=== Texto extraído ===
☆ ☆ ☆ ☆ ☆ ☆ ☆
Andrés Hernández Tolentino pasó su primera noche en la calle el 17 de mayo de 2020. Después de una semana sin pagar los 1,500 pesos por los que rentaba cada mes un cuarto en Peñón Viejo, Iztapalapa, sus caseros le dieron el ultimátum: o saldaba sus cuentas o hacía las maletas. No tuvo otra opción. Recogió sus cosas del que fue su cuartito, de cuatro por cinco metros, se metió en el metro y se dirigió al Hospital General, en la colonia Doctores. Con él iban su esposa y sus dos hijos, de 14 y 8 años.
Aquella noche comenzó su vida en la calle. Pasaron de tener una habitación en la que cobijarse, una cama en la que dormir y armarios en los que guardar sus pertenencias a acostarse en el suelo y cargar con lo poco que les quedaba en una bolsa de plástico.
Sin un lugar en el que almacenar sus posesiones, se quedaron con lo imprescindible —algo de ropa, unas cobijas—, y se desprendieron del resto.
“Es muy difícil. Nunca había vivido en la calle. No descanso bien. Me quedo velando por mi familia. Llueve y hay que correr para buscar refugio y no mojarse”, dice el hombre de 50 años, escasa estatura, bigote ralo y rasgos indígenas. Sus abuelos, oriundos del norte del estado de Hidalgo, hablaban nahua, pero la lengua no llegó hasta los nietos. Él heredó una casita en el campo y el español para comunicarse.
Pasan algunos minutos de las 13 horas en el jardín Ramón López Velarde, en la colonia Roma, frente al Hospital General. Hernández Tolentino viene a recibir almuerzo en el comedor móvil que opera la secretaría de Inclusión Social y Bienestar. Hay una larga fila de personas que ahora viven en las inmediaciones. Son como caracoles que cargan con su casa en una bolsa de plástico.
Antes, en esta caseta se ofrecía comida para familiares de los pacientes ingresados en los centros médicos que esperaban en el exterior. Ahora reparten diariamente entre 63 mil y 65 mil comidas. El coronavirus incrementó la población que se quedó en la calle y disparó el número de personas que, aún con un techo bajo el que refugiarse, no tienen ni para comer.
☆ ☆ ☆ ☆ ☆ ☆ ☆
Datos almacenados

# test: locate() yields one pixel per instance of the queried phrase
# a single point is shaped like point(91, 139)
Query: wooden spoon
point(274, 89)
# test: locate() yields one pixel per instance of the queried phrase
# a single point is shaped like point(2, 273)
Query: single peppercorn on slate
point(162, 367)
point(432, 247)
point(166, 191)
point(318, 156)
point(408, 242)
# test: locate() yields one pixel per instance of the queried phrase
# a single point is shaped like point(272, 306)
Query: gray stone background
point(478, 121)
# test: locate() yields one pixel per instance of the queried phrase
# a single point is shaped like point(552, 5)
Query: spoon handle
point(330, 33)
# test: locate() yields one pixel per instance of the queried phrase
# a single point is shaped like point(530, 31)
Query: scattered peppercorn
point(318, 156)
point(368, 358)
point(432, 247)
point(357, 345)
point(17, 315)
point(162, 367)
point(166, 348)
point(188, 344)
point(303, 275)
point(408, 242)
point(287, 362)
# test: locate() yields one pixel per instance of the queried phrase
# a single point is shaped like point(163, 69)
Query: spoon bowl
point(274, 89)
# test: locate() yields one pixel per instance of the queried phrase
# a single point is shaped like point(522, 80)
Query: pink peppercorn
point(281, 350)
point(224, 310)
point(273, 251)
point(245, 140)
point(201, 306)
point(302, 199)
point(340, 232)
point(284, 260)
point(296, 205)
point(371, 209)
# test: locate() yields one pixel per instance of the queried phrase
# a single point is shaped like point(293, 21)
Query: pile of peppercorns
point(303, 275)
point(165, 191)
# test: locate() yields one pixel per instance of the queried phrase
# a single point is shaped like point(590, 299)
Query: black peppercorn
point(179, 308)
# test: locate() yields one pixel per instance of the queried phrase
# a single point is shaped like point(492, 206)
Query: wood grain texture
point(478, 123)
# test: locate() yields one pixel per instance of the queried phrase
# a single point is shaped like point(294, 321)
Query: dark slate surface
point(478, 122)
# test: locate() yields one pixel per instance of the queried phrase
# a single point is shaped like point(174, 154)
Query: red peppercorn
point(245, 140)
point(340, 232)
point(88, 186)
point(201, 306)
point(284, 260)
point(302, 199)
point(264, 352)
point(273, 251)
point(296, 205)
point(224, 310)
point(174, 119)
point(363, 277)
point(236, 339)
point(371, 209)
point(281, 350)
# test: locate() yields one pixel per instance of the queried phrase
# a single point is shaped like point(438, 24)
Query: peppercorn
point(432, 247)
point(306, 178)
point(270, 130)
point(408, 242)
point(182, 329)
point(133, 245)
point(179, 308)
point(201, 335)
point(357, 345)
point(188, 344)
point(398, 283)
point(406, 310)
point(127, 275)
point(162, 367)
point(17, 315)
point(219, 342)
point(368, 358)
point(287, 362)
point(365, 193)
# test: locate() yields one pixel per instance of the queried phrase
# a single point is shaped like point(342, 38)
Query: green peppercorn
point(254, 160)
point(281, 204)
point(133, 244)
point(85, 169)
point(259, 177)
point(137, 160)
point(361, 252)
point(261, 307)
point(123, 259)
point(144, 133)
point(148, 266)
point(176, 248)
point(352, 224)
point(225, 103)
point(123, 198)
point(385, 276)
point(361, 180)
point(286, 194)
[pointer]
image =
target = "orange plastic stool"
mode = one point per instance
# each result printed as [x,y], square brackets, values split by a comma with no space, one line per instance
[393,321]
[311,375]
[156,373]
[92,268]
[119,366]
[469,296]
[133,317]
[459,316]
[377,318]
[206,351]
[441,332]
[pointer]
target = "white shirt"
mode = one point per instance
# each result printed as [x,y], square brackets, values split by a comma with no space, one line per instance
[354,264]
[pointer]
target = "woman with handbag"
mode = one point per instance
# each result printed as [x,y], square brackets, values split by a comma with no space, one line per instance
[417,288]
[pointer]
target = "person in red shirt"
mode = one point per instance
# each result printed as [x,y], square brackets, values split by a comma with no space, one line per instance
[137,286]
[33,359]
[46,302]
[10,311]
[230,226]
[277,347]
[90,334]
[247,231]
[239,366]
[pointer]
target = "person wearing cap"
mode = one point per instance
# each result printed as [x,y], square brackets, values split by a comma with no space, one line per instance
☆ ☆ ☆ ☆ ☆ ☆ ☆
=== Tarea pendiente A ===
Cita textualmente el fragmento del reportaje sobre Andrés Hernández Tolentino que empieza en "Andrés Hernández Tolentino" y termina en "14 y 8 años.".
=== Tarea pendiente B ===
Prolonga el reportaje sobre Andrés Hernández Tolentino a partir de la última oración que aparece.

=== Cuadro de respuesta A ===
Andrés Hernández Tolentino pasó su primera noche en la calle el 17 de mayo de 2020. Después de una semana sin pagar los 1,500 pesos por los que rentaba cada mes un cuarto en Peñón Viejo, Iztapalapa, sus caseros le dieron el ultimátum: o saldaba sus cuentas o hacía las maletas. No tuvo otra opción. Recogió sus cosas del que fue su cuartito, de cuatro por cinco metros, se metió en el metro y se dirigió al Hospital General, en la colonia Doctores. Con él iban su esposa y sus dos hijos, de 14 y 8 años.

=== Cuadro de respuesta B ===
“Ahorita hemos encontrado en estas últimas semanas gente que no vivía en la calle, que no tenía experiencia de vivir en la calle”, explica Enrique Hernández, director de la asociación civil El Caracol, con 26 años de trabajo con poblaciones en situación de calle.
Según la Secretaría de Bienestar de la Ciudad de México, 6 mil 754 personas forman parte de la población callejera en la capital. De ellos, 4 mil 354 duermen en la calle y otros 2 mil 400 en diferentes albergues. Pero estos son datos desfasados. Forma parte de un informe de 2017. No hay datos de los últimos años, ni sobre la emergencia que ha provocado la crisis por el nuevo coronavirus.
Los técnicos de esa institución han detectado a 20 familias en la situación de Hernández Tolentino, que con la crisis económica actual se quedaron sin trabajo e ingresos y no tuvieron más opción que dejar su vivienda. A ellos los enviaron a un albergue, pero son, de lejos, los únicos casos así. La familia de Andrés, por ejemplo, no estaba en las estadísticas oficiales. Él nunca se planteó la idea de acudir a un albergue, optó directamente por la calle. Es posible que existan muchas más personas en su misma situación, gente que perdió todo por la crisis provocada por la pandemia y está durmiendo a la intemperie sin recibir ningún apoyo. Gente que no existe para las instituciones.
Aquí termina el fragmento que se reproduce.